TEKS BACAAN >>
══════════════════════════════
Berikut Ini Alasan KPK Tidak Menahan Tersangka Kasus Dugaan Korupsi E-Ktp Isnu Edhi Wijaya
Jakarta - Komisi Pemberantasan Korupsi (KPK) memeriksa mantan Direktur Utama Perum
Percetakan Negara RI (PNRI) Isnu Edhi Wijaya pada Rabu, 1 Desember
2021. Tersangka kasus dugaan megakorupsi e-KTP itu diselisik soal aliran
uang bancakan proyek senilai Rp 5,9 triliun.
"Tersangka hadir dan dikonfirmasi antara lain terkait dengan dugaan
aliran uang dan posisi tersangka IEW (Isnu Edhi Wijaya) sebagai leader
dari konsorsium dalam pengadaan e-KTP,"ujar Plt Juru Bicara KPK Ali
Fikri dalam keterangannya, Kamis (2/12/2021).
Namun usai diperiksa, Isnu yang dijerat sebagai tersangka sejak Agustus
2019 ini tidak ditahan tim penyidik. Disebutkan, tak ditahannya Isnu
lantaran KPK masih mendalami bukti lain dalam kasus ini.
══════════════════════════════
CUPLIKAN DATASET >>
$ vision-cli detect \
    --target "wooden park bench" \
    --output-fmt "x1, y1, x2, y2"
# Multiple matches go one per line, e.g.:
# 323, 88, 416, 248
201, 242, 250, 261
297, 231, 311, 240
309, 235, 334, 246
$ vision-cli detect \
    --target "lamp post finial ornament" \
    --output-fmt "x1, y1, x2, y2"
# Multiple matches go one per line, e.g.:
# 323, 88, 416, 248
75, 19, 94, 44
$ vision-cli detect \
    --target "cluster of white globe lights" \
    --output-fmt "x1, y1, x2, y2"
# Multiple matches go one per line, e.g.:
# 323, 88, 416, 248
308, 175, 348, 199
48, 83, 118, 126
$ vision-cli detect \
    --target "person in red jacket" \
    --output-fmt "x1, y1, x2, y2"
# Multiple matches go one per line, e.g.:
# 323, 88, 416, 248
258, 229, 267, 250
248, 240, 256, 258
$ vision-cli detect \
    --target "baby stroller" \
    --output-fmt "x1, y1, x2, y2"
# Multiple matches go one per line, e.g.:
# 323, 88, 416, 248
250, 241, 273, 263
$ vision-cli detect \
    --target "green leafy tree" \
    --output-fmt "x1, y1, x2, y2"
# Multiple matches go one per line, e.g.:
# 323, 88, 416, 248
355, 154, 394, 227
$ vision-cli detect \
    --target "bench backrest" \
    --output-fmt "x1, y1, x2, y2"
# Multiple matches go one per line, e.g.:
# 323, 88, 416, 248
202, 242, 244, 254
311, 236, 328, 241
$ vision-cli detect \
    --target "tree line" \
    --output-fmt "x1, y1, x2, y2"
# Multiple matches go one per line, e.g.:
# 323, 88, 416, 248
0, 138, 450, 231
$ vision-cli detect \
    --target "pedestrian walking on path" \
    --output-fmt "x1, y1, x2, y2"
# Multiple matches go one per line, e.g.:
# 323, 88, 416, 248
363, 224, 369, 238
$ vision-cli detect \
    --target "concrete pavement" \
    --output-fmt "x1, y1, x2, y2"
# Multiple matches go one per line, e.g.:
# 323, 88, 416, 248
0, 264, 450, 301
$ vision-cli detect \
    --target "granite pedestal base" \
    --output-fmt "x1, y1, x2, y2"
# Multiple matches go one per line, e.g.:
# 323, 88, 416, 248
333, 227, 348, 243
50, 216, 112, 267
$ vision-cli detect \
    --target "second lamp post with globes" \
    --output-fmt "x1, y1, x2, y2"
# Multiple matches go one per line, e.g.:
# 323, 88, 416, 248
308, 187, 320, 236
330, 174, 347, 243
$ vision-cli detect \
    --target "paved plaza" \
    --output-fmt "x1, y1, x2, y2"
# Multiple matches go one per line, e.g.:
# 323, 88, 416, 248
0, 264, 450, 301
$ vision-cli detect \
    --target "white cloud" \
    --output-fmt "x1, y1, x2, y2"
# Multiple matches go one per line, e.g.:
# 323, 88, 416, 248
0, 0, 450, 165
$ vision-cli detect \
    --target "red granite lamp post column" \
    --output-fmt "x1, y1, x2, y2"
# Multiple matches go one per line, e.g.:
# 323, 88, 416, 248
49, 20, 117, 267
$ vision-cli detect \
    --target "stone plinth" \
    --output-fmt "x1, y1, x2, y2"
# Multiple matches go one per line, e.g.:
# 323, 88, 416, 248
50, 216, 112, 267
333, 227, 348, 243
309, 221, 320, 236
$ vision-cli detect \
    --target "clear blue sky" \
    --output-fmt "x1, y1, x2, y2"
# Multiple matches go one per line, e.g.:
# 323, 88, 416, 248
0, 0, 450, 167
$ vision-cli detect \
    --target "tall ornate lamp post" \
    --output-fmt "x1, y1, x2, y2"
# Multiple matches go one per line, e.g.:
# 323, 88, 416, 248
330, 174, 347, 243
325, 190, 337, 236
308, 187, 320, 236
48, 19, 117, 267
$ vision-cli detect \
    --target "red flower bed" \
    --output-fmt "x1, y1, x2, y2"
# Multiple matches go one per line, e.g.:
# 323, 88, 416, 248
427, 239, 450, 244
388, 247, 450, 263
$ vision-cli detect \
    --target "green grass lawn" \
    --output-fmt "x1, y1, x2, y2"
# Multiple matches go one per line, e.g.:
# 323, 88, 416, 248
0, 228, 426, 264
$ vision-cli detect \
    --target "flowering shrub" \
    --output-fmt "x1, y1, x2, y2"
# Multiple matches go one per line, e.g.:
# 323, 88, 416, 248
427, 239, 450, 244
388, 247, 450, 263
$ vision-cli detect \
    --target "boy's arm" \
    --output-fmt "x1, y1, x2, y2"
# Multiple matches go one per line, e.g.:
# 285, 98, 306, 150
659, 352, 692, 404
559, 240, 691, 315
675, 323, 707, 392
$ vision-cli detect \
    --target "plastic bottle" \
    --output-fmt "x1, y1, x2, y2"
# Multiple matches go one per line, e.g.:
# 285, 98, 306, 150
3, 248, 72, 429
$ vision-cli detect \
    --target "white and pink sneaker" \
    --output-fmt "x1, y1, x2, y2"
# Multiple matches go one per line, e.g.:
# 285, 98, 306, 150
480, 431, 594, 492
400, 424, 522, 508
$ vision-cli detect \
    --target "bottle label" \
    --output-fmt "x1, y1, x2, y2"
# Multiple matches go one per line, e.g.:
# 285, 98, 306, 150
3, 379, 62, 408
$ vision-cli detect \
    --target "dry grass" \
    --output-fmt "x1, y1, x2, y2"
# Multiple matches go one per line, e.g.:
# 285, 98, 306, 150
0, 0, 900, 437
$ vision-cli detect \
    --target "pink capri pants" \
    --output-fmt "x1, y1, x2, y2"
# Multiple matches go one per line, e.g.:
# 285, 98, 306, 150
══════════════════════════════
DAFTAR TUGAS >>
1) Menurut berita tentang kasus e-KTP, sejak kapan Isnu Edhi Wijaya dijerat sebagai tersangka?
2) Tolong lanjutkan berita tentang kasus e-KTP, dimulai setelah kalimat terakhirnya.

JAWABAN LATIHAN >>
1) Sejak Agustus 2019.

2)
"Untuk yang bersangkutan belum dilakukan penahanan dan saat ini tim
penyidik masih melengkapi berkas perkara dengan menelusuri aliran dana
ke beberapa pihak terkait lainnya,"kata Ali.
Perlu diketahui, konsorsium PNRI merupakan pemenang lelang sekaligus
pelaksana proyek KTP-el. Konsorsium itu terdiri dari Perum PNRI, PT
Sucofindo, PT LEN, PT Quadra Solution, dan PT Sandipala Arthaputra.
4 Tersangka
Terakhir kali KPK menetapkan empat tersangka baru kasus korupsi proyek
e-KTP. Penetapan tersangka terhadap keempat orang ini dilakukan pada
Agustus 2019.
Para tersangka e-KTP tersebut adalah mantan anggota Komisi II DPR RI
Fraksi Partai Hanura Miryam S Haryani, Direktur Utama Perum Percetakan
Negara RI (PNRI) sekaligus ketua Konsorsium PNRI Isnu Edhi Wijaya, Ketua
Tim Teknis Teknologi Informasi Penerapan KTP Husni Fahmi, dan Dirut PT
Shandipala Arthaputra Paulus Tanos.
Keempatnya disangkakan melanggar Pasal 2 ayat (1) atau Pasal 3 UU RI
Nomor 31 Tahun 1999 tentang Pemberantasan Tipikor sebagaimana telah
diubah dengan UU RI Nomor 20 Tahun 2001 tentang Perubahan Atas UU RI
Nomor 31 Tahun 1999 tentang Pemberantasan Tipikor jo Pasal 55 ayat (1)
ke-1 jo Pasal 64 ayat (1) KUHPidana.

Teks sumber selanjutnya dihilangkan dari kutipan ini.